Prompt 1 =
In the court opinion, change "Economic Analyst" to "Financial Analyst" and write out the stretch from "Mr. Miller served" through "the GS-12 level." with that substitution.
============
NEWMAN, Circuit Judge.

Robert M. Miller appeals the decision of the Merit 

Systems Protection Board (MSPB or Board) denying his

request for relief under the Veterans Employment Opportunities Act (VEOA) resulting from his non-selection for a 

vacancy advertised by the Federal Deposit Insurance 

Corporation (FDIC). We affirm the Board’s decision.1

BACKGROUND

Mr. Miller served on active duty from June 2003 until 

July 21, 2007. He has a Veteran’s Administration disability rating of 60 percent. Since 2008, Mr. Miller has been 

employed as an Economic Analyst in the FDIC’s Division 

of Research in San Francisco. He was hired at the GS-9 

level and has risen to the GS-12 level.
============
Prompt 2 =
Reproduce the listing below without alteration, from its start through the line that contains "0), (253, 53)]", both ends included.
============
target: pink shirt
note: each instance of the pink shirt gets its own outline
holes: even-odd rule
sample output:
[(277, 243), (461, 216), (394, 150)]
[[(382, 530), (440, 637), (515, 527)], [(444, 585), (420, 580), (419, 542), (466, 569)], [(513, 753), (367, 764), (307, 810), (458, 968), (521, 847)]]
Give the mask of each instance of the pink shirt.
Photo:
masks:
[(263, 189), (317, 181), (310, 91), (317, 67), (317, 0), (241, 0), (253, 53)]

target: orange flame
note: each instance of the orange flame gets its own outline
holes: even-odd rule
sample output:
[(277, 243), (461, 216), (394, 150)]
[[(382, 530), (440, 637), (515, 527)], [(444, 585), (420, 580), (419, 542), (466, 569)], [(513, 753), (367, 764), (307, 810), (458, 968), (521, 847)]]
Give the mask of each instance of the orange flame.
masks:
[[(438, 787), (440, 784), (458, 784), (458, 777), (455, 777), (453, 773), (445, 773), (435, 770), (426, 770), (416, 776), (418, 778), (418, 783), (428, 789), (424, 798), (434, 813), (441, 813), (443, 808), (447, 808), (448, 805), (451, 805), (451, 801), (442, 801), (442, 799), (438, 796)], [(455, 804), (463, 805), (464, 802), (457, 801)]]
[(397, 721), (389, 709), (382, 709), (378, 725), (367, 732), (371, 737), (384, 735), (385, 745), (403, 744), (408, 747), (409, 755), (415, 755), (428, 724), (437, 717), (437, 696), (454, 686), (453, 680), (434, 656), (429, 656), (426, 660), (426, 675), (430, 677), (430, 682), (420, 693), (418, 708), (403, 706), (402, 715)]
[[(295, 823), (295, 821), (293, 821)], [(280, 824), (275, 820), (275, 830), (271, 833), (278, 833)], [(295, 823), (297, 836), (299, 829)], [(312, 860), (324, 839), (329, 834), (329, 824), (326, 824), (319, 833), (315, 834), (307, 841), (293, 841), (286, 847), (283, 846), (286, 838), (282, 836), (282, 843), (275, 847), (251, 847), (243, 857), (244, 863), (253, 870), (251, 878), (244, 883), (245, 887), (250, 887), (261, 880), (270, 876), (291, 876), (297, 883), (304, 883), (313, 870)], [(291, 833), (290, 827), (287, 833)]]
============
Output 1 =
Mr. Miller served on active duty from June 2003 until 

July 21, 2007. He has a Veteran’s Administration disability rating of 60 percent. Since 2008, Mr. Miller has been 

employed as an Financial Analyst in the FDIC’s Division 

of Research in San Francisco. He was hired at the GS-9 

level and has risen to the GS-12 level.

Output 2 =
target: pink shirt
note: each instance of the pink shirt gets its own outline
holes: even-odd rule
sample output:
[(277, 243), (461, 216), (394, 150)]
[[(382, 530), (440, 637), (515, 527)], [(444, 585), (420, 580), (419, 542), (466, 569)], [(513, 753), (367, 764), (307, 810), (458, 968), (521, 847)]]
Give the mask of each instance of the pink shirt.
Photo:
masks:
[(263, 189), (317, 181), (310, 91), (317, 67), (317, 0), (241, 0), (253, 53)]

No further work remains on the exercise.